• TEXT SEGMENT:

□ □ □

Unfortunately, before putting SGML on the Web (actually, before putting anything on the Web), SGML vendors had to overcome an absolute prerequisite: a "nihil obstat" from Microsoft. You don't want to invest time and money in a new Web product, if you know that Microsoft is cooking up its own (remember Netscape?). You don't want to commit yourself and your customers to a new protocol, language, format, standard, or whatever, if at Microsoft there is a big no-no (remember Java?). That's a huge problem. That's the *main* problem with SGML-on-the-Web. As you probably noticed, I do not think this is primarily a technical problem.

This leads us to SGML-at-Microsoft, a seldom evoked topic. Microsoft consistently ignored SGML. There have been many reasons to that. One of them, the most unseemly, but having had measurable consequences, is that SGML was said to come from IBM. It was almost a death sentence. This particular misconception, regarding SGML, is a part of a more general trend toward ignorance of foreign matters at Microsoft.

□ □ □

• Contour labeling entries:
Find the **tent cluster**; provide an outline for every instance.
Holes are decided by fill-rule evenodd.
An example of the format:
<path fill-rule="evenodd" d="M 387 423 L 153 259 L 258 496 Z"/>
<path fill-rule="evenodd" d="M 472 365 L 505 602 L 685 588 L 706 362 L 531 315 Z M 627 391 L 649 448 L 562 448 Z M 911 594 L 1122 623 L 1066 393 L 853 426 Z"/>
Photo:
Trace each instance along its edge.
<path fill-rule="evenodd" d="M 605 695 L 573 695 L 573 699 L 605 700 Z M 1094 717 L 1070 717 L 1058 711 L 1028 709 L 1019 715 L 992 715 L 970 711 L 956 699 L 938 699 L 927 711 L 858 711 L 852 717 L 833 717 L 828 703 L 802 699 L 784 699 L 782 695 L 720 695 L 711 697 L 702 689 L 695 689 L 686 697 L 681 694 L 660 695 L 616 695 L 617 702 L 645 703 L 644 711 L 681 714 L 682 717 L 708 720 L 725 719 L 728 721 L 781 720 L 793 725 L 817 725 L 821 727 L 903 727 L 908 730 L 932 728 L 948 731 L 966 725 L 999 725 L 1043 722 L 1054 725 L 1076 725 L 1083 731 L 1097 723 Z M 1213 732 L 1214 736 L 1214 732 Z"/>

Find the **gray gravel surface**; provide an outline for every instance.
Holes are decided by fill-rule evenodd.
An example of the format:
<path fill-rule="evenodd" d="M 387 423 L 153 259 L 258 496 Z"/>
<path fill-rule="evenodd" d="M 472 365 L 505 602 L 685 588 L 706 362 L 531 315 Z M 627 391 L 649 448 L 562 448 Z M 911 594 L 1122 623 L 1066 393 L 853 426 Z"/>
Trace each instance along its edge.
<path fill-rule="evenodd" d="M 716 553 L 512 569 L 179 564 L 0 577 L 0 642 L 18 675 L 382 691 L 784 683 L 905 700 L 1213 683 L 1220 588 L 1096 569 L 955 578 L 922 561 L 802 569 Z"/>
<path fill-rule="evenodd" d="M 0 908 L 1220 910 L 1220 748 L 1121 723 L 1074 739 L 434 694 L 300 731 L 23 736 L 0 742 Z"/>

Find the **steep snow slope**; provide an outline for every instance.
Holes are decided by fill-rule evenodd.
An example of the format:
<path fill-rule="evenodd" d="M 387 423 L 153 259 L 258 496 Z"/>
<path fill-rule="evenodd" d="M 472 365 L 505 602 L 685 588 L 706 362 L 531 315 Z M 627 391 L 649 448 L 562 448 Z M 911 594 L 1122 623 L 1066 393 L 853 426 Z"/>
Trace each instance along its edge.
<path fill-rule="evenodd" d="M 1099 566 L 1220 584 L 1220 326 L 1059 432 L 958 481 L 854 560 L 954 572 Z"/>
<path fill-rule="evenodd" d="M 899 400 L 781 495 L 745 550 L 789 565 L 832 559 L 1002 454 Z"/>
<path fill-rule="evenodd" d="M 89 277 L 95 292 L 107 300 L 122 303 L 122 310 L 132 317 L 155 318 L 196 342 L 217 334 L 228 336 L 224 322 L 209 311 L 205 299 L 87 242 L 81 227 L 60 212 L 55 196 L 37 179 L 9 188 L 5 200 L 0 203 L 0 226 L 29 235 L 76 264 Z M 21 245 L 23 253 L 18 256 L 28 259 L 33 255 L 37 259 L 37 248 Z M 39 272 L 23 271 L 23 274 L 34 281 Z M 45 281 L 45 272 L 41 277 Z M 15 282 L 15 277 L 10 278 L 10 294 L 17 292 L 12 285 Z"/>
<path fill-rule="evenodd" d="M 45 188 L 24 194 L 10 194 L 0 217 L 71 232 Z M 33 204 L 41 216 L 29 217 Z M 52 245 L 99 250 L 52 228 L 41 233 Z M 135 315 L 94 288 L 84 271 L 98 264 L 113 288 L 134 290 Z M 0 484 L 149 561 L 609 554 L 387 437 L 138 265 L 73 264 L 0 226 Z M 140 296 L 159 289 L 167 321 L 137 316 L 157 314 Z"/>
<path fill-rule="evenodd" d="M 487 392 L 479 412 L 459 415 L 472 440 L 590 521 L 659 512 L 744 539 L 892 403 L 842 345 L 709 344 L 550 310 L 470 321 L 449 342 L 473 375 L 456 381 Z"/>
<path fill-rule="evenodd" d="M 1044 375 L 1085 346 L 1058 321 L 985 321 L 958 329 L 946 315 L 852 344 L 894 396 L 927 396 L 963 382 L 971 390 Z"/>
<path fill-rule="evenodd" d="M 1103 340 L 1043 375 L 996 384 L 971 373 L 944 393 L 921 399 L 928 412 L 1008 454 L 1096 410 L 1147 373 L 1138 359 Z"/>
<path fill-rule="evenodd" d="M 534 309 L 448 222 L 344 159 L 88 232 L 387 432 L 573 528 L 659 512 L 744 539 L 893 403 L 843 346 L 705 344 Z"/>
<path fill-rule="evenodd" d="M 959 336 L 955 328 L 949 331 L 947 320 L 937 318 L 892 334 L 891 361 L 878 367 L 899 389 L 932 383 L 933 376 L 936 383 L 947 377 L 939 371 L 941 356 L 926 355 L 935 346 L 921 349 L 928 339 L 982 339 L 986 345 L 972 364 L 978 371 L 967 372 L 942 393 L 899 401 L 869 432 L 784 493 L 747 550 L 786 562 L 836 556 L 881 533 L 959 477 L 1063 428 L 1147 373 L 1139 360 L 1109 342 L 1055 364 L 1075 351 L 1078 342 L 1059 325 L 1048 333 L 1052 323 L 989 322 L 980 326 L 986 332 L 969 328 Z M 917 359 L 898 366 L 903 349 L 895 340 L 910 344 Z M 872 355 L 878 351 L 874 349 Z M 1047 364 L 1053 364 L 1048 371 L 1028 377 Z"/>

□ □ □

• EXERCISE DESCRIPTION: Copy out the entire passage above on SGML and Microsoft word for word.

• CORRECT RESULT:
Unfortunately, before putting SGML on the Web (actually, before putting anything on the Web), SGML vendors had to overcome an absolute prerequisite: a "nihil obstat" from Microsoft. You don't want to invest time and money in a new Web product, if you know that Microsoft is cooking up its own (remember Netscape?). You don't want to commit yourself and your customers to a new protocol, language, format, standard, or whatever, if at Microsoft there is a big no-no (remember Java?). That's a huge problem. That's the *main* problem with SGML-on-the-Web. As you probably noticed, I do not think this is primarily a technical problem.

This leads us to SGML-at-Microsoft, a seldom evoked topic. Microsoft consistently ignored SGML. There have been many reasons to that. One of them, the most unseemly, but having had measurable consequences, is that SGML was said to come from IBM. It was almost a death sentence. This particular misconception, regarding SGML, is a part of a more general trend toward ignorance of foreign matters at Microsoft.